* DATA EXTRACT:
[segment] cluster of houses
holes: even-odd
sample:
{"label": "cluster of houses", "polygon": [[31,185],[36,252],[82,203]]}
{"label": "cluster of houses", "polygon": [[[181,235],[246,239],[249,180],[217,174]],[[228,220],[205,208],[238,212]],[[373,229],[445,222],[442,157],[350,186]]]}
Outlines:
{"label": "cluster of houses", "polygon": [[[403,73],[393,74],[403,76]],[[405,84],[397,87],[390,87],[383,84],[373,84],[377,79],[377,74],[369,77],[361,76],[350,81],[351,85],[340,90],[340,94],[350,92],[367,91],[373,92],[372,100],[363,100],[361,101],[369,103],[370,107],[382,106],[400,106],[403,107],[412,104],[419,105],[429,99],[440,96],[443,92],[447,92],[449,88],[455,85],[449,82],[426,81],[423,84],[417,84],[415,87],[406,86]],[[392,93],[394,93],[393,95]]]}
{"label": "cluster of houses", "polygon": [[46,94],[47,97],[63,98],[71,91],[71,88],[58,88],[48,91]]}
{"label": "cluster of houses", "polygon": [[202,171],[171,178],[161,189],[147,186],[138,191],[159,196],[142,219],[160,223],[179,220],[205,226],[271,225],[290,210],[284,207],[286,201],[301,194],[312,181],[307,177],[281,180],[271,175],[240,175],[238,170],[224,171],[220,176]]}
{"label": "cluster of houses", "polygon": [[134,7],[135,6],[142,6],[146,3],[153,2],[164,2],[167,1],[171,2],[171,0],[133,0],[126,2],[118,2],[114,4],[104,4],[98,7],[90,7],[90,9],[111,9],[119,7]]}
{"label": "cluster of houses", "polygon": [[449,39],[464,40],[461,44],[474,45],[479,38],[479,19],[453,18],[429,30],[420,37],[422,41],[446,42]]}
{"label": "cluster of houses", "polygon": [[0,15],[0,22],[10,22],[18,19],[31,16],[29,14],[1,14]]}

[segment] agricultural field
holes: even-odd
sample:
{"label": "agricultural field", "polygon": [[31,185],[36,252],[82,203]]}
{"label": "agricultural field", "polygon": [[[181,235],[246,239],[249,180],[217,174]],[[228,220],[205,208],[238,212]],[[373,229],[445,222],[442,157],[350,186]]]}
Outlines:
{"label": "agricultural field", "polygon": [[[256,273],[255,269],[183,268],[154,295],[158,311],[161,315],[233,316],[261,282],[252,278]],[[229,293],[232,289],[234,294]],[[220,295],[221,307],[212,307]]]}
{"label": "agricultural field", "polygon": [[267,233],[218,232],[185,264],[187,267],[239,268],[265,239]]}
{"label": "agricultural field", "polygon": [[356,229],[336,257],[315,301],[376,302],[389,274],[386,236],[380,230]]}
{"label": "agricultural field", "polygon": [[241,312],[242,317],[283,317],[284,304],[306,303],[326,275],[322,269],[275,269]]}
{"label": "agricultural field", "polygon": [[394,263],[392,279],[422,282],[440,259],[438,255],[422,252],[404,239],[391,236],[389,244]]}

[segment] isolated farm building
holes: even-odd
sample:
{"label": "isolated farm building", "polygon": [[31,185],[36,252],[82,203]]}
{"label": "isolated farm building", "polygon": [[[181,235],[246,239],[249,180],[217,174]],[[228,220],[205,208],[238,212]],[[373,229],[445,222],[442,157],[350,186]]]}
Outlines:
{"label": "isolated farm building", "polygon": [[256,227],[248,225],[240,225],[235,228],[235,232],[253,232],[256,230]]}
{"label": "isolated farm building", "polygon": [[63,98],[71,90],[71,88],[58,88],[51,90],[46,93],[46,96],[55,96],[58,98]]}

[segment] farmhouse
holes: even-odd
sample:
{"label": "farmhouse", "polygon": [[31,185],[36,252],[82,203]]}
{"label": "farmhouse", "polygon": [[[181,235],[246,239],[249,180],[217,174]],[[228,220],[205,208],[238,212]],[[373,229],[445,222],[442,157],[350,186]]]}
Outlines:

* TASK DESCRIPTION: Recast every line of the records above as a numbered list, omitting blank lines.

* TASK OUTPUT:
1. [segment] cluster of houses
2. holes: even-odd
3. sample:
4. {"label": "cluster of houses", "polygon": [[31,185],[36,252],[82,203]]}
5. {"label": "cluster of houses", "polygon": [[[181,235],[246,239],[249,180],[217,174]],[[228,220],[205,208],[238,212]],[[373,229],[445,222],[442,157],[350,186]]]}
6. Outlines:
7. {"label": "cluster of houses", "polygon": [[[403,73],[393,74],[403,76]],[[405,84],[397,87],[390,87],[383,84],[373,84],[377,79],[377,74],[369,77],[361,76],[350,81],[351,85],[340,90],[340,94],[350,92],[367,91],[373,92],[372,100],[363,100],[361,101],[369,103],[370,107],[382,106],[400,106],[403,107],[412,104],[419,105],[429,99],[440,96],[443,92],[447,92],[449,88],[455,85],[449,82],[426,81],[423,84],[417,84],[415,87],[406,86]],[[392,93],[394,93],[393,95]]]}
8. {"label": "cluster of houses", "polygon": [[46,94],[47,97],[63,98],[71,91],[71,88],[58,88],[48,91]]}
9. {"label": "cluster of houses", "polygon": [[202,171],[171,178],[161,189],[147,186],[138,191],[159,196],[142,219],[160,223],[179,220],[205,226],[271,225],[290,210],[284,207],[286,201],[301,194],[312,181],[307,177],[281,180],[271,175],[240,175],[238,170],[224,171],[220,176]]}
10. {"label": "cluster of houses", "polygon": [[134,7],[135,6],[142,6],[146,3],[153,2],[164,2],[167,1],[171,2],[171,0],[133,0],[126,2],[118,2],[114,4],[104,4],[98,7],[90,7],[90,9],[111,9],[119,7]]}
11. {"label": "cluster of houses", "polygon": [[449,39],[464,40],[461,44],[474,45],[479,38],[479,19],[453,18],[429,30],[420,37],[422,41],[446,42]]}
12. {"label": "cluster of houses", "polygon": [[0,15],[0,22],[10,22],[18,19],[31,16],[29,14],[1,14]]}
13. [segment] agricultural field
14. holes: even-odd
15. sample:
16. {"label": "agricultural field", "polygon": [[31,185],[36,252],[82,203]]}
17. {"label": "agricultural field", "polygon": [[[181,235],[246,239],[249,180],[217,174]],[[228,220],[205,208],[238,212]],[[373,229],[445,222],[442,157],[350,186]]]}
18. Outlines:
19. {"label": "agricultural field", "polygon": [[[256,273],[255,269],[183,268],[154,295],[158,311],[161,315],[233,316],[261,282],[252,278]],[[229,293],[232,289],[234,294]],[[220,295],[221,307],[212,307]]]}
20. {"label": "agricultural field", "polygon": [[267,233],[218,232],[185,264],[187,267],[239,268],[265,239]]}
21. {"label": "agricultural field", "polygon": [[356,229],[336,257],[315,301],[376,302],[389,274],[386,236],[380,230]]}
22. {"label": "agricultural field", "polygon": [[241,312],[242,317],[283,317],[284,304],[306,303],[326,275],[322,269],[275,269]]}
23. {"label": "agricultural field", "polygon": [[394,263],[392,279],[422,282],[440,259],[438,255],[422,252],[404,239],[391,236],[389,244]]}
24. [segment] isolated farm building
25. holes: even-odd
26. sample:
27. {"label": "isolated farm building", "polygon": [[31,185],[36,252],[82,203]]}
28. {"label": "isolated farm building", "polygon": [[[181,235],[246,239],[249,180],[217,174]],[[228,220],[205,208],[238,212]],[[373,229],[445,222],[442,157],[350,186]]]}
29. Outlines:
30. {"label": "isolated farm building", "polygon": [[256,227],[248,225],[240,225],[235,228],[235,232],[253,232],[256,230]]}
31. {"label": "isolated farm building", "polygon": [[63,98],[71,90],[71,88],[58,88],[51,90],[46,93],[46,96],[55,96],[58,98]]}
32. [segment] farmhouse
33. holes: even-odd
34. sample:
35. {"label": "farmhouse", "polygon": [[31,185],[36,252],[82,203]]}
36. {"label": "farmhouse", "polygon": [[[181,235],[246,239],[249,180],[217,174]],[[228,220],[205,208],[238,212]],[[373,229],[445,222],[442,157],[350,186]]]}
37. Outlines:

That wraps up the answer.